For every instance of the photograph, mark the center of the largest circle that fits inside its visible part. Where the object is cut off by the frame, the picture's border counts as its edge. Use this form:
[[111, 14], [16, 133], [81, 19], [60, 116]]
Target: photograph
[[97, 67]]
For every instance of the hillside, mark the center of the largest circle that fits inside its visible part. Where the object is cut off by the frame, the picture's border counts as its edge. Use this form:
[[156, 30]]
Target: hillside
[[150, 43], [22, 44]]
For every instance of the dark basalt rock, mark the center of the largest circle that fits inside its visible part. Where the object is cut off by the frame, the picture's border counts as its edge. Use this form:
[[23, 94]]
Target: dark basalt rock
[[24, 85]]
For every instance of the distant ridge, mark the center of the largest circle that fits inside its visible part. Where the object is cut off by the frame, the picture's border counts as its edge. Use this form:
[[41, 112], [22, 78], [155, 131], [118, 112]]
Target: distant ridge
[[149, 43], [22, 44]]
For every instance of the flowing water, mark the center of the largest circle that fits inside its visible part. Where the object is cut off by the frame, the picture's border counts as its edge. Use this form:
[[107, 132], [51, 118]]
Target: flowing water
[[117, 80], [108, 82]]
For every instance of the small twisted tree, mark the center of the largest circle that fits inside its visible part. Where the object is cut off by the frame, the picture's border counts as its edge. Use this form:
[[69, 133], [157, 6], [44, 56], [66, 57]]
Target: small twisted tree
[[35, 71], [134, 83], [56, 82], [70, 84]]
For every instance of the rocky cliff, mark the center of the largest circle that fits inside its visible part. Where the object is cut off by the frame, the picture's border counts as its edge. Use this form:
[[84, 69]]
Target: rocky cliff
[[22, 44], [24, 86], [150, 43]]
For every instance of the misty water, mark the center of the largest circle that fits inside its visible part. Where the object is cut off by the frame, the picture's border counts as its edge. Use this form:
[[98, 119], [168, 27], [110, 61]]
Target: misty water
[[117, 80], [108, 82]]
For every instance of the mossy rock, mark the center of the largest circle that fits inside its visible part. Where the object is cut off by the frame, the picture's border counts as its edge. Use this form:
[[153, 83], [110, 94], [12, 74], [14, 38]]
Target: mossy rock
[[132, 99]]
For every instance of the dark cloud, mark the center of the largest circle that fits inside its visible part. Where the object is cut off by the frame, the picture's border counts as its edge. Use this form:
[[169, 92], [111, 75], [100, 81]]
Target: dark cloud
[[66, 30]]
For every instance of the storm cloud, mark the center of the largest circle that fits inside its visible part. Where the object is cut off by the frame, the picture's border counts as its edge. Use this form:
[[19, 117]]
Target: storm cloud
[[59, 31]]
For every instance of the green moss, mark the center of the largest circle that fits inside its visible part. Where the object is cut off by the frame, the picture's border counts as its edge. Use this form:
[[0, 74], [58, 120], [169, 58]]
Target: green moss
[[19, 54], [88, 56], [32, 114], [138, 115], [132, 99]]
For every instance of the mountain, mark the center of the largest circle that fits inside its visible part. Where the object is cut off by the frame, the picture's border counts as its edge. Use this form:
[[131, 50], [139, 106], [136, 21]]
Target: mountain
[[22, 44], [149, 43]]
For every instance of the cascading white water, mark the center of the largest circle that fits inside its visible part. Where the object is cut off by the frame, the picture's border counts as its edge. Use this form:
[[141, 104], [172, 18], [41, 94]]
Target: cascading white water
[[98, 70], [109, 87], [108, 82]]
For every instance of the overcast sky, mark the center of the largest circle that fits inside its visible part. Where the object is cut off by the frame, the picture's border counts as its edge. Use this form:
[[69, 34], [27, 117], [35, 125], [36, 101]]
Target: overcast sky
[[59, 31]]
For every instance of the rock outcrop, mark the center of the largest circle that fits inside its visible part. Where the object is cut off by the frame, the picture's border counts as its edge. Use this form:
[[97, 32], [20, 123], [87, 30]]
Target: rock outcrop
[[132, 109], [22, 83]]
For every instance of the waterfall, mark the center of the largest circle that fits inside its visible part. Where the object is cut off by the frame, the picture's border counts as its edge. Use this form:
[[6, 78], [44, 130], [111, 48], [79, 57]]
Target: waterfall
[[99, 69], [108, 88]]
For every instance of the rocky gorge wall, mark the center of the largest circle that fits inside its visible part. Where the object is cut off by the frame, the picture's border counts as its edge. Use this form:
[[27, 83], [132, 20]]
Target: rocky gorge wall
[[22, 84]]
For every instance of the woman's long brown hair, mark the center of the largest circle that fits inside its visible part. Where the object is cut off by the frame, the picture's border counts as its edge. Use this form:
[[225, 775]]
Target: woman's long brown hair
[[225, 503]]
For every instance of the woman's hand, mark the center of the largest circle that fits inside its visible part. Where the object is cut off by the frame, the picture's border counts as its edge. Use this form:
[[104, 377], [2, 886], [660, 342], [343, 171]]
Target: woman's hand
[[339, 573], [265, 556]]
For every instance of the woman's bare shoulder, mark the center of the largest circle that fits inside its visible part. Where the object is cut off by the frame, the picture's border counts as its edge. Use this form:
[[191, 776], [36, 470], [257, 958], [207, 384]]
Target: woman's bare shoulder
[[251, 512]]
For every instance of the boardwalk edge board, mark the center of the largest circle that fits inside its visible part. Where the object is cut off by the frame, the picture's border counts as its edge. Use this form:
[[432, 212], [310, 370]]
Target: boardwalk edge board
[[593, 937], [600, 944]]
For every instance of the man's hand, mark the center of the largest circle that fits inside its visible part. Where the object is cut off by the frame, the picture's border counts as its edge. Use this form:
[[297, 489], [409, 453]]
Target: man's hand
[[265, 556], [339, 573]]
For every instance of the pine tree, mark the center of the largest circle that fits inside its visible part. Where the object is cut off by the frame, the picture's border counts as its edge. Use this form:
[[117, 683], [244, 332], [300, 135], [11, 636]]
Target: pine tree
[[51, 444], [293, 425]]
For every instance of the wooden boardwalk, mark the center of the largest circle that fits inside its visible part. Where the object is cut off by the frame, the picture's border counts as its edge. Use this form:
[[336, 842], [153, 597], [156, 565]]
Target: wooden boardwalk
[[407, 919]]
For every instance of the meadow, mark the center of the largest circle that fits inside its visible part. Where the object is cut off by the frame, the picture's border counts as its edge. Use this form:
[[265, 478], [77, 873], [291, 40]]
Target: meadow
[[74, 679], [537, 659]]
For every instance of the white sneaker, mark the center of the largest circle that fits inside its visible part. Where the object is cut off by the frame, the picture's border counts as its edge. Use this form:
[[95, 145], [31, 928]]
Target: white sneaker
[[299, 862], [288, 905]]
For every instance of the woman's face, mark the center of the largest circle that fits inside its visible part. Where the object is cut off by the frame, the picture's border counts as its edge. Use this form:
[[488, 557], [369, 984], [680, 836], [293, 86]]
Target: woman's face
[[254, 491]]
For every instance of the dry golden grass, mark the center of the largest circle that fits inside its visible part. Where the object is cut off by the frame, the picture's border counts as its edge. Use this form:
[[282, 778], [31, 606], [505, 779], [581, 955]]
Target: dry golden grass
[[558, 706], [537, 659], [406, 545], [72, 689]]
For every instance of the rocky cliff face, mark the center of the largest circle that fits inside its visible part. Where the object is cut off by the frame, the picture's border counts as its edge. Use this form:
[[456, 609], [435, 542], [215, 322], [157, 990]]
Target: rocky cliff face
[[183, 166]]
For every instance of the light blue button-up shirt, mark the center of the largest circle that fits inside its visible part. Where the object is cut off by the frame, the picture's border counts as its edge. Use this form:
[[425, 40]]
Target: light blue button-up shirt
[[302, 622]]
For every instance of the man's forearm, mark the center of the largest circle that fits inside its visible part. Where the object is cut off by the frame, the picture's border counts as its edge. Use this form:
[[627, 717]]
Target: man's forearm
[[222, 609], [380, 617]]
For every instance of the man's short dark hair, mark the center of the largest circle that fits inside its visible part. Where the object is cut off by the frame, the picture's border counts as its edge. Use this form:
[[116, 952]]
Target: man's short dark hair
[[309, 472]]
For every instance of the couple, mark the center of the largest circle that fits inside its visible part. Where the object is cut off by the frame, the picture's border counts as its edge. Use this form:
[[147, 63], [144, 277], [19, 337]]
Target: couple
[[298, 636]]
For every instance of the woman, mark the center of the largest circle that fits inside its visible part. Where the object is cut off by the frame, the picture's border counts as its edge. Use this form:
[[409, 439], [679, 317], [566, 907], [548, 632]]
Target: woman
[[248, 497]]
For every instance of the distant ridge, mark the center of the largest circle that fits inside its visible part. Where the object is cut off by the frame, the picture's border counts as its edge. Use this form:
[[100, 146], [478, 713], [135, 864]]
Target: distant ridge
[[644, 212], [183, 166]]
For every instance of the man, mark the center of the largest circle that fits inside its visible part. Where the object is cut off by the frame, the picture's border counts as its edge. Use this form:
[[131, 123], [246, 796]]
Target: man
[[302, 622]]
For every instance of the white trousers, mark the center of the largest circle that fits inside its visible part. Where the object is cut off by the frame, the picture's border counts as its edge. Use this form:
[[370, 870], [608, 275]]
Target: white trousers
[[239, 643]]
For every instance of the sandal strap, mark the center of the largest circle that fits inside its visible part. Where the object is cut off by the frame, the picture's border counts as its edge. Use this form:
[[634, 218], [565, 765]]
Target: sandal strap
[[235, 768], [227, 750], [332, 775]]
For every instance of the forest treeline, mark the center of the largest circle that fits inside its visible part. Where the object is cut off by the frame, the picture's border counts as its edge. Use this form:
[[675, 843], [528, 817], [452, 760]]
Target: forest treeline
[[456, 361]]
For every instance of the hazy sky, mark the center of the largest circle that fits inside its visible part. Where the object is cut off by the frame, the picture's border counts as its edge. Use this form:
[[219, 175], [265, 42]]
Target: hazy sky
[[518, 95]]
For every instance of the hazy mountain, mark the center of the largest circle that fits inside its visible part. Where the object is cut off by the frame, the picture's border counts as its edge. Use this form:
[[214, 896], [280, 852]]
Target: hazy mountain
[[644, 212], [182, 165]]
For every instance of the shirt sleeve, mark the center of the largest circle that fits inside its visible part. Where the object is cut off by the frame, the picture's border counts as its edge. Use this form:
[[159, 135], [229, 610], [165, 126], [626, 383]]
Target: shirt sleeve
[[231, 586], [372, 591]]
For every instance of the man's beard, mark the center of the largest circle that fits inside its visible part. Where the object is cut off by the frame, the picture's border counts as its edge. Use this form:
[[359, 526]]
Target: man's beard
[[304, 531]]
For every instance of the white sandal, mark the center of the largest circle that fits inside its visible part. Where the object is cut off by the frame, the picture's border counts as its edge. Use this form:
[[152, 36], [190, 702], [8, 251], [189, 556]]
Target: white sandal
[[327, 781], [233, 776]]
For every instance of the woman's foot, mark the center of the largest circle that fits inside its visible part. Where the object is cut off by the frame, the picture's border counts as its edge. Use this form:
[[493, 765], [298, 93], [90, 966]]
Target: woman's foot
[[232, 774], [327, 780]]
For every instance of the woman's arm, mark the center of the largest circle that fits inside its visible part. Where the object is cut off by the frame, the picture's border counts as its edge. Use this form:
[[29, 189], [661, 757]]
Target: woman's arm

**EXERCISE PROMPT:**
All lines from the one that has "Target: forest treeline" through the end of the material above should be returned exactly; omit the rest.

**TASK ANSWER:**
Target: forest treeline
[[456, 361]]
For every instance of the hazy sky, mark the center of the largest circle that fits inside its visible part. Where the object is cut off by the frame, the picture's border counts as its edge. Use this form:
[[219, 175], [265, 42]]
Target: hazy sky
[[518, 95]]
For every instance of the hazy mountain, mark the center of the largest circle that fits inside its visible part. Where the object is cut off by the frame, the picture's border counts as its edge. Use this form:
[[214, 896], [280, 852]]
Target: hazy mountain
[[644, 212], [182, 165]]
For every instance of the shirt sleeve, mark the center of the largest circle that fits inside its visible part. Where the object is cut off by the frame, the picture's border counts as its edge. Use this form:
[[159, 135], [229, 610], [165, 126], [626, 383]]
Target: shirt sleeve
[[231, 586], [372, 591]]
For every instance of the man's beard, mark the center of the largest circle that fits inside its visible part. Where the object is cut off by the frame, the picture's border counts as its edge. Use this form:
[[359, 526]]
Target: man's beard
[[304, 531]]
For every instance of the white sandal, mark the center of the largest circle that fits inside its visible part. Where the object is cut off by the frame, the picture's border counts as its edge. Use this form:
[[152, 36], [190, 702], [8, 251], [189, 556]]
Target: white sandal
[[327, 781], [233, 776]]
For every instance of the woman's foot, mark the center of the largest circle that fits inside its visible part. Where the object is cut off by the frame, the picture's border counts as its edge. Use this form:
[[493, 765], [298, 93], [90, 966]]
Target: woman's foot
[[232, 774], [327, 780]]
For every instance of the woman's arm, mark the center of the largest circle that fits inside its visible part. Where the object is cut off by the frame, the picture's border counts as its edge. Use this form:
[[29, 189], [661, 757]]
Target: woman's arm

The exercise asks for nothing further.